Given text:
(begin)

A few weeks ago my car, a 1996 Oldsmobile Cierra, died.
I know that it was really dead because the auto repair shop refused to charge exorbitant amounts to make any unnecessary repairs upon it.
With very little money for a new vehicle, I have been driving my friend's old van back and forth to work and shopping around for something that my bank might be willing to take a risk and give me a loan on - something around $5,000, as that seems the most I could afford to pay back as well as the most I dare ask for. The search has gone badly because I am so busy with moving into a new apartment, homework, and the new job. That, and even for $5,000 as opposed to the little I have in the bank, it is not easy to find a good car.
This week I had to go to a conference for the Michigan Reading Association on Mackinac Island. Mind you, I'm not complaining that I had to spend three days at a vacation spot taking notes on literacy and education, paid in part by my financial aid, but the extra expense of eating out and gas money bit into my meager savings toward a new vehicle.
The drive was long and my borrowed van was starting to rock loudly from side to side, but I made it in time to catch my ferry and spend a fine time listening to published authors talk about all the things that mean the most to me in the field of education by day and exploring the island by night.
It was a tricky place to be alone in, but I have cultivated a love of my own company over the past six years in such a way that I can be alone without being lonely.
It took me a few years to become aware of that distinction, and so my contentment was hard-won.
You appreciate things more when you work hard for them, though.
Also, when you go without things for a very long time, you appreciate every single little good thing that comes your way. I loved every minute on that island. I loved the long hours sitting in chairs at Mission Point Resort. Sure my hindquarters were tired, but they were tired in the most beautiful resort on the island. Yes, I was trying hard not to spend money on anything but food (fudge is food, right? Can't leave Mackinac Island without fudge!), and yet all kinds of nice little things came my way free of charge.
I found myself sitting at a table over lunch with the author of my children's favorite storybook,
The Pout Pout Fish. It's a great little book about how we have the power to change our attitudes and how others can help us to change them, too. The author was a charming woman, and very kind - she gave me signed copies of her books to pass along to my kids. Souvenirs of my stay for the two most precious people I'd had to leave behind: Check.

(end)

Rows:
(begin)

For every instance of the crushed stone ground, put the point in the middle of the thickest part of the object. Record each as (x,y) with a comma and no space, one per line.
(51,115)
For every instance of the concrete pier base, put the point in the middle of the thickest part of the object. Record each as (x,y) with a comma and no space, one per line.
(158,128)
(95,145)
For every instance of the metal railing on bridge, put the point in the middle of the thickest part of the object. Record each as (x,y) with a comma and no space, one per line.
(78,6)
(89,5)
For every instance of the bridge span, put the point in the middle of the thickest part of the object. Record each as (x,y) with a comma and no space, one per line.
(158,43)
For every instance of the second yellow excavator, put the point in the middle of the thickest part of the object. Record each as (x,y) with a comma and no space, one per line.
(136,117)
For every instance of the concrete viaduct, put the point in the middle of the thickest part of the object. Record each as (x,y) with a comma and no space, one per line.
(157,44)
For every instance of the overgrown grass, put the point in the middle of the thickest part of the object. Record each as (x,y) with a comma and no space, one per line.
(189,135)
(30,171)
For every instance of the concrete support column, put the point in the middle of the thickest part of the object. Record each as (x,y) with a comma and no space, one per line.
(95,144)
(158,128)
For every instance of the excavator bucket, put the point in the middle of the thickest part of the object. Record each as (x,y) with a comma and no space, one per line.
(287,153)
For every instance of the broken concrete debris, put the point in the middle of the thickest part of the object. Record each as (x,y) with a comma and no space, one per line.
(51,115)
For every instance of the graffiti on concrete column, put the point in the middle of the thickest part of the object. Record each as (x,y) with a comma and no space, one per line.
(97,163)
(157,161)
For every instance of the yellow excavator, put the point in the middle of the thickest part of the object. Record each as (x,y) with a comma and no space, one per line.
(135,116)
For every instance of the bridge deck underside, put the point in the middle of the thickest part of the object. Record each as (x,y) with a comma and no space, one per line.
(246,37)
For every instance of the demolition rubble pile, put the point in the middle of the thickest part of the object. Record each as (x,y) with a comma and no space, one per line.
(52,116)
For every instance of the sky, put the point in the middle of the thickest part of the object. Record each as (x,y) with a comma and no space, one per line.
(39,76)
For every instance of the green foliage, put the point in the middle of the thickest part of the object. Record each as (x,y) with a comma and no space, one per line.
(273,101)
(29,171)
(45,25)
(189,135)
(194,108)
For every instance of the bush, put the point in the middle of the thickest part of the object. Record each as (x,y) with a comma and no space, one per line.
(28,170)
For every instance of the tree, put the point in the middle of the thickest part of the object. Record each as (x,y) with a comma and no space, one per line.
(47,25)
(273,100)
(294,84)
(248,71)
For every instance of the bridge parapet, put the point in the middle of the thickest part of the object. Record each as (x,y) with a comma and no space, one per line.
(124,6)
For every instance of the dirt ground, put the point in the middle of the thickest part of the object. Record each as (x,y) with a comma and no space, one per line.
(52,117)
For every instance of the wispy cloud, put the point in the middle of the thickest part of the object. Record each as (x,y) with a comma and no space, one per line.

(end)
(begin)

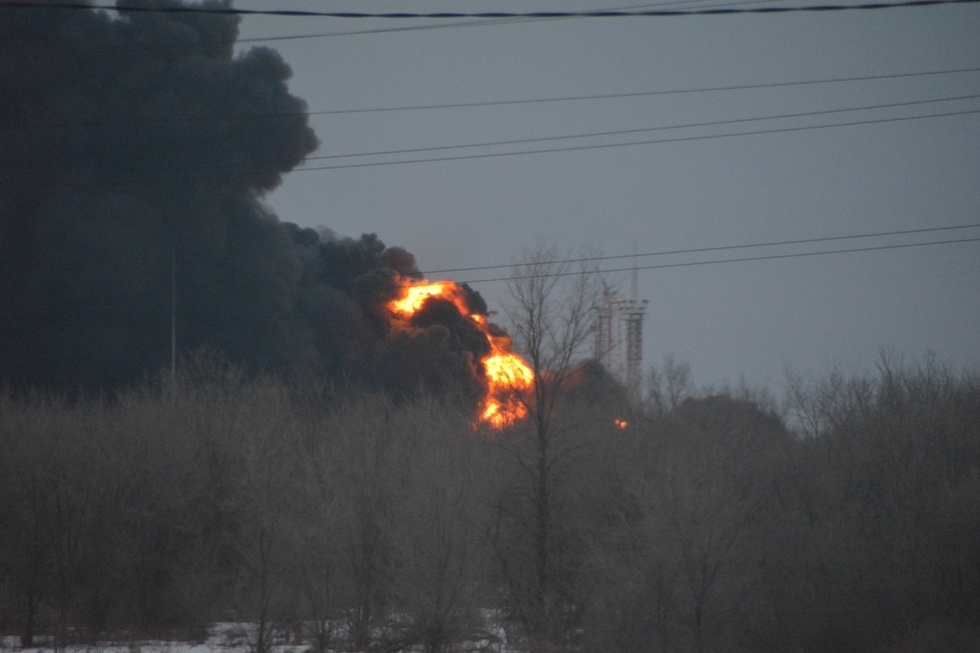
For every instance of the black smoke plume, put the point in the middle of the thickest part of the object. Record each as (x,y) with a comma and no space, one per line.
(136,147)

(end)

Tasks and exercises:
a – In the post about the Mackinac Island conference, what car died a few weeks earlier?
b – Condense the paragraph of the Mackinac Island post that begins "With very little money for a new vehicle" into a short bulleted list that keeps its main facts.

Answers in order:
a – A 1996 Oldsmobile Cierra.

b –
- With little money for a new vehicle, I drive a friend's old van to work.
- I'm looking for a car that my bank might finance, at around $5,000, the most I could afford to repay and the most I dare request.
- The search is going badly because I'm busy moving into a new apartment, doing homework, and starting a new job.
- Even at $5,000, a good car is hard to find.